Reproduce verbatim the lines of the entries from the line containing "the **chick's red head**?" up to and including the line containing "M265 76L265 71L274".

**DATA IN THIS EXERCISE**
########
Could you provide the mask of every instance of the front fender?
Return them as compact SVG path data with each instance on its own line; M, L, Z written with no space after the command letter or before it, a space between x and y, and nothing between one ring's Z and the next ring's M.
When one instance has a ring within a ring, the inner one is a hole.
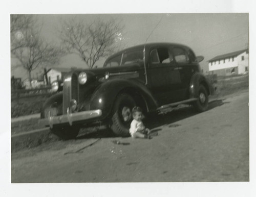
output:
M214 94L214 88L209 82L208 79L201 73L197 72L192 76L190 80L189 86L189 95L190 98L197 97L200 84L202 84L205 87L208 95Z
M156 110L158 106L147 88L137 81L116 79L101 84L94 92L91 98L90 110L101 109L102 117L106 117L111 110L117 95L124 92L140 96L144 100L147 111Z
M47 98L45 103L42 105L41 111L41 118L45 118L44 110L47 108L60 106L63 101L63 93L62 92L58 92L54 95ZM57 112L58 115L62 114L62 108L59 108L59 110Z

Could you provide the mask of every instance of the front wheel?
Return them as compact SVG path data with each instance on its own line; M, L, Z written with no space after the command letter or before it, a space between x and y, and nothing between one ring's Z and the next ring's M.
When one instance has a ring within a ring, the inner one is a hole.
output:
M60 139L68 140L74 139L78 135L80 129L76 126L54 127L50 129L53 134L57 135Z
M194 106L199 112L202 112L208 109L208 97L205 87L200 85L198 90L198 100L194 103Z
M117 135L130 136L129 129L133 119L132 110L136 106L134 98L125 93L119 94L115 103L110 128Z

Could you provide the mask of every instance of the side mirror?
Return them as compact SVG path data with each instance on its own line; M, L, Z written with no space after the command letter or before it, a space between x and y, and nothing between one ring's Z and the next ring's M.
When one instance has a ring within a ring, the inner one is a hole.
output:
M198 62L201 62L204 59L204 56L197 56L197 60Z

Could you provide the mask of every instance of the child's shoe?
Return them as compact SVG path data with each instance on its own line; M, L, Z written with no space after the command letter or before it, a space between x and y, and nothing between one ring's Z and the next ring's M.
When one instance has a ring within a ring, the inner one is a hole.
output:
M146 138L146 139L152 139L152 137L151 137L150 135L147 135L147 134L145 134L145 135L144 136L144 138Z

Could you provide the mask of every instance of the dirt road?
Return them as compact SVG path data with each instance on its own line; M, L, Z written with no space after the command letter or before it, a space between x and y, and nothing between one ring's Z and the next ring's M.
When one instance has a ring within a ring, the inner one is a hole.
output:
M151 140L103 131L14 153L12 182L248 181L248 102L247 91L212 101L204 113L159 115L147 122L158 132Z

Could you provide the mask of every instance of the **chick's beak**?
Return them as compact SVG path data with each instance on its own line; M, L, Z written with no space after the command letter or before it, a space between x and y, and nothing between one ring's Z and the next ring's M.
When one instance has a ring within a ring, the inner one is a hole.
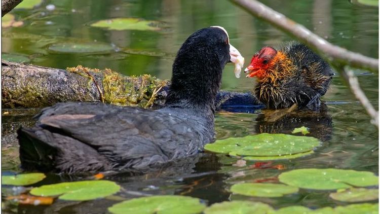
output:
M244 65L244 57L243 57L238 49L231 44L230 44L230 60L235 65L234 73L237 78L240 78L240 73Z

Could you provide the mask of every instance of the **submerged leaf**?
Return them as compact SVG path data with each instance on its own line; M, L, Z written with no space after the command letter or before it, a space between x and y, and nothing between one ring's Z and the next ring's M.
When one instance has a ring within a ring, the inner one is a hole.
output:
M36 183L46 177L42 173L18 174L15 175L2 176L3 185L25 186Z
M15 62L29 62L30 60L27 56L11 53L2 53L2 58L7 61Z
M62 200L84 201L105 197L116 193L120 186L109 181L83 181L44 185L34 188L30 194L43 196L60 195Z
M7 200L13 200L22 204L50 205L53 203L54 198L52 197L33 196L22 194L16 196L8 196Z
M48 49L58 53L108 53L115 50L115 48L111 45L98 42L63 42L53 44Z
M246 160L280 160L280 159L293 159L301 157L306 156L307 155L313 154L314 151L310 151L309 152L302 152L301 153L296 154L295 155L279 155L277 156L245 156L243 158ZM231 154L230 154L230 155Z
M15 9L31 9L40 5L42 0L24 0L14 8Z
M230 190L247 196L275 197L296 193L298 188L281 184L245 183L235 184Z
M378 184L378 177L372 172L333 168L295 169L283 172L279 180L288 185L315 190L335 190Z
M351 188L330 194L334 200L347 202L371 201L378 198L378 189Z
M296 133L301 132L302 134L306 135L307 134L309 134L310 132L309 131L310 129L305 126L301 126L299 128L296 128L294 130L292 131L292 133L295 134Z
M217 203L205 209L205 214L265 214L273 210L270 205L261 202L245 201L224 201Z
M216 140L205 149L234 156L277 156L309 152L319 145L312 137L264 133Z
M134 198L118 203L108 207L108 211L116 214L189 214L200 213L205 207L198 198L158 195Z
M110 30L158 30L159 22L135 18L117 18L98 21L91 24L93 27L105 27Z

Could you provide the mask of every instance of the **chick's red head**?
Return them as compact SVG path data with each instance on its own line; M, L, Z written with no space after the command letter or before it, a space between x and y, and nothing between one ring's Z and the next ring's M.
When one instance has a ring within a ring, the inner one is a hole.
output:
M265 76L265 71L274 65L276 54L277 51L271 47L261 48L252 57L251 63L244 70L245 73L249 72L246 77L261 78Z

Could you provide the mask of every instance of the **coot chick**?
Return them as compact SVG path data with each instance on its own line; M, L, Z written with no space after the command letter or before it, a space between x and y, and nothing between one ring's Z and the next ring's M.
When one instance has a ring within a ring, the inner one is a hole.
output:
M85 102L44 109L35 126L18 131L22 168L146 171L197 154L214 140L214 101L230 61L238 64L237 74L244 58L230 44L225 30L203 28L178 51L162 109Z
M270 109L289 108L316 111L334 75L329 64L305 45L289 43L276 50L264 47L245 72L257 77L255 96Z

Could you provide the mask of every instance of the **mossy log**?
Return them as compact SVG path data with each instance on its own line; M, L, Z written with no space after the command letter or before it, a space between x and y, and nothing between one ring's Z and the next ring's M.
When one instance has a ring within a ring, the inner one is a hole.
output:
M166 95L162 89L168 84L148 75L127 77L81 65L63 70L4 60L2 64L5 108L43 108L69 101L148 108L162 104Z
M81 65L63 70L4 60L2 64L2 107L7 109L41 108L72 101L157 109L164 103L170 84L148 75L128 77ZM224 106L259 104L250 92L222 91L215 102L217 111Z

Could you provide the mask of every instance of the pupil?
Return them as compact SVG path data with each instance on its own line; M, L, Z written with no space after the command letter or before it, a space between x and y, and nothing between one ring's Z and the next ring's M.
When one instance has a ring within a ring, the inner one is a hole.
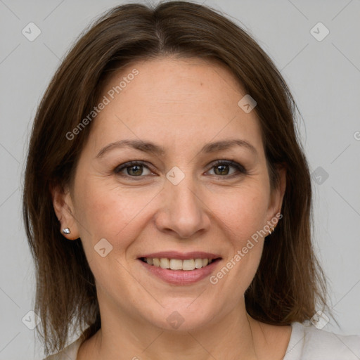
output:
########
**CORRECT RESULT**
Could you provide the mask of every instance of the **chick's red head**?
Return them as compact SVG path data with each instance on its own line; M, L, Z written with no space after the command letter or before it, a space between x and y, and nothing between one ring's Z and the next ring's M.
When one instance has a ring within a ring, the inner one is a hole.
output:
M265 76L265 71L274 65L276 54L277 51L271 47L261 48L252 57L251 63L244 70L245 73L249 72L246 77L261 78Z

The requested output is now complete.